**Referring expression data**
--- START ---

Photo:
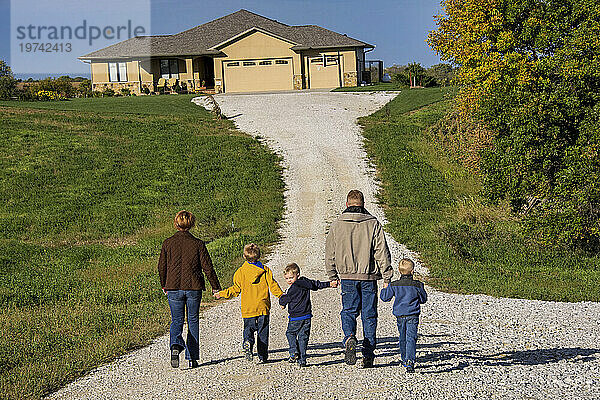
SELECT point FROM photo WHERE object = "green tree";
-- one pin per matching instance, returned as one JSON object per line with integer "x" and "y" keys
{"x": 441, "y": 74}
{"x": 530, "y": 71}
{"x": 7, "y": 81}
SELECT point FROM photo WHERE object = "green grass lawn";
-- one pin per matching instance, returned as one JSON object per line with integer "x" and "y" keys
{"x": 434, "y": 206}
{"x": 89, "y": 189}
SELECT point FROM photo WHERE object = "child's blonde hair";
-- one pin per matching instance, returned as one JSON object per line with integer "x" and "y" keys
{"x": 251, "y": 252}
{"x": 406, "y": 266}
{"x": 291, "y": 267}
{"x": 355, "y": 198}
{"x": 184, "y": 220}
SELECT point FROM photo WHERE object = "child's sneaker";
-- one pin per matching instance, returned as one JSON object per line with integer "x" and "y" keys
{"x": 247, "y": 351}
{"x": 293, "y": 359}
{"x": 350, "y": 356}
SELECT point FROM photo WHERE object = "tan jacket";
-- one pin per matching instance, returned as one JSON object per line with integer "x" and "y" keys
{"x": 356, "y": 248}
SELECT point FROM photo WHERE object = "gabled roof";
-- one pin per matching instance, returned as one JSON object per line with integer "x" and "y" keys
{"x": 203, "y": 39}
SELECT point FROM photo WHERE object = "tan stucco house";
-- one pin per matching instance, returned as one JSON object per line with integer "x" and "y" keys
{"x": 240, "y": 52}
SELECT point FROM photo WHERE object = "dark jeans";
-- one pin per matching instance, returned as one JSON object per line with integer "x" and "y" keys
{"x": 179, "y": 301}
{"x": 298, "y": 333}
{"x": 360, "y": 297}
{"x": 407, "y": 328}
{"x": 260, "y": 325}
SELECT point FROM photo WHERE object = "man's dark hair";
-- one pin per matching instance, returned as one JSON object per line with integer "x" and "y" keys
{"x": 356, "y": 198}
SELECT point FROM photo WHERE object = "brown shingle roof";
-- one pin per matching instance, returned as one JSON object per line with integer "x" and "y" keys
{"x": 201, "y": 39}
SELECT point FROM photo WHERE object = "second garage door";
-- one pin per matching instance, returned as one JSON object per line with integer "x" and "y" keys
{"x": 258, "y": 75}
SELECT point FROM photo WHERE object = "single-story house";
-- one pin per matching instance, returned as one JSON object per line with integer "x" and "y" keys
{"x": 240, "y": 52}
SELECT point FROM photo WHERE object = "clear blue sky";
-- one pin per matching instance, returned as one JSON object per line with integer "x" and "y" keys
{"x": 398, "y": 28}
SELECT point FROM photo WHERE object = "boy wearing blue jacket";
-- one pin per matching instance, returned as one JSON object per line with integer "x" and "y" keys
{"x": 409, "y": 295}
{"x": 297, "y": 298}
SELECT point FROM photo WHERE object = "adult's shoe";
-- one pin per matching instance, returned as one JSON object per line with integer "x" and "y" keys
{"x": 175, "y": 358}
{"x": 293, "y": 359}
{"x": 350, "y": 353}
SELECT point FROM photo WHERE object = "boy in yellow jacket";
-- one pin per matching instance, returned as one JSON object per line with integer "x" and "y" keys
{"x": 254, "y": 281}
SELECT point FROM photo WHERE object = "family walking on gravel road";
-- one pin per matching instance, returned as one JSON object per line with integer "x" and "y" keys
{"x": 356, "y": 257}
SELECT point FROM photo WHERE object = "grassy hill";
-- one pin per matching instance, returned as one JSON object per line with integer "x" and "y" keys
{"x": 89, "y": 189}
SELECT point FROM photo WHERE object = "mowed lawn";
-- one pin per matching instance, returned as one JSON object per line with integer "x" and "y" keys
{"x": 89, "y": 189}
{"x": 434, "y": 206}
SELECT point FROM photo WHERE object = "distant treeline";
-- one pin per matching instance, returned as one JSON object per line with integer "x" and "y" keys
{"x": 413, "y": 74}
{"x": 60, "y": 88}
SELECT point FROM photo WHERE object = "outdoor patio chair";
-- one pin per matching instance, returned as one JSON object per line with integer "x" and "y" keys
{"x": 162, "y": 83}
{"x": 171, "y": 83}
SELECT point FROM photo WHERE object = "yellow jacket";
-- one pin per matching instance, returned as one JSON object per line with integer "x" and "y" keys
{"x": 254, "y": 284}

--- END ---

**WHAT IS EXPECTED**
Give back the data exactly, with no images.

**WORKED SOLUTION**
Photo:
SELECT point FROM photo WHERE object = "green tree";
-- one pin per matching instance, returned as one JSON object per line with integer "x" and "y" keys
{"x": 441, "y": 74}
{"x": 530, "y": 71}
{"x": 7, "y": 81}
SELECT point FROM photo WHERE object = "green grass lawn";
-- one pin per matching instance, returned as one JSON object per line with integer "x" and "y" keys
{"x": 434, "y": 206}
{"x": 89, "y": 189}
SELECT point FROM photo WHERE object = "child's blonde hair";
-- one pin per matching instance, returned as one JSON object per line with integer "x" and "y" keys
{"x": 251, "y": 252}
{"x": 406, "y": 266}
{"x": 291, "y": 267}
{"x": 355, "y": 198}
{"x": 184, "y": 220}
SELECT point FROM photo WHERE object = "child's sneaker";
-- one pin per matching instance, returned as one JSON object per line with integer "x" and "y" keys
{"x": 247, "y": 351}
{"x": 293, "y": 359}
{"x": 350, "y": 356}
SELECT point FROM photo WHERE object = "tan jacket";
-- one pin per matching instance, returned as one JSON object per line with integer "x" and "y" keys
{"x": 356, "y": 248}
SELECT point FROM photo WHERE object = "gabled roof";
-- one pin per matching instance, returned as one JSON object per line with integer "x" and "y" keys
{"x": 203, "y": 39}
SELECT point FROM photo WHERE object = "tan stucco house";
-- one pin per matching instance, returned as one JSON object per line with integer "x" and "y" keys
{"x": 240, "y": 52}
SELECT point FROM photo WHERE object = "dark jeans";
-- one pin per matching instance, returned as one JSON object per line with integer "x" and "y" keys
{"x": 179, "y": 301}
{"x": 298, "y": 333}
{"x": 360, "y": 297}
{"x": 407, "y": 328}
{"x": 260, "y": 325}
SELECT point FROM photo WHERE object = "man's dark hair";
-- one pin per matching instance, returned as one JSON object per line with integer "x" and "y" keys
{"x": 356, "y": 198}
SELECT point FROM photo WHERE object = "brown shingle roof";
-- one pin per matching instance, returned as one JSON object per line with integer "x" and "y" keys
{"x": 201, "y": 39}
SELECT point FROM photo WHERE object = "second garage door";
-- one pin per matching instance, returned as one JSON object per line with integer "x" and "y" keys
{"x": 258, "y": 75}
SELECT point FROM photo WHERE object = "single-story house";
-- one pin per matching instance, returned as one JSON object per line with integer "x" and "y" keys
{"x": 240, "y": 52}
SELECT point FROM photo WHERE object = "clear blue sky";
-- one pin per matching instance, returned as one JSON object per line with integer "x" and "y" keys
{"x": 398, "y": 28}
SELECT point FROM photo WHERE object = "boy wearing blue jacket";
-- one pin per matching instance, returned as one JSON object per line with integer "x" and "y" keys
{"x": 409, "y": 295}
{"x": 297, "y": 298}
SELECT point FROM photo WHERE object = "adult's shoe";
-- one pin per matching instance, returned as one JSON object per line with integer "x" and "y" keys
{"x": 175, "y": 358}
{"x": 293, "y": 359}
{"x": 350, "y": 353}
SELECT point FROM photo WHERE object = "boy in yellow jacket";
-- one pin per matching instance, returned as one JSON object per line with integer "x" and "y" keys
{"x": 254, "y": 281}
SELECT point FROM photo WHERE object = "family walking on gravel road";
-- one pin per matching instance, returned as one JSON object per line with integer "x" and "y" keys
{"x": 356, "y": 257}
SELECT point FROM photo WHERE object = "grassy hill";
-- one pin per matching instance, returned as one JSON object per line with integer "x" and "y" keys
{"x": 89, "y": 189}
SELECT point FROM photo WHERE object = "mowed lawn";
-- one pin per matching instance, returned as one JSON object per line with integer "x" and "y" keys
{"x": 89, "y": 189}
{"x": 434, "y": 206}
SELECT point FROM photo WHERE object = "distant treeline";
-- one pin per matching instance, returned as one JSON object per line with integer "x" and "y" keys
{"x": 413, "y": 74}
{"x": 60, "y": 88}
SELECT point FROM photo WHERE object = "outdoor patio chair";
-- one pin per matching instance, returned as one JSON object per line with integer "x" and "y" keys
{"x": 162, "y": 83}
{"x": 171, "y": 83}
SELECT point FROM photo WHERE object = "yellow jacket";
-- one pin per matching instance, returned as one JSON object per line with integer "x" and "y" keys
{"x": 254, "y": 284}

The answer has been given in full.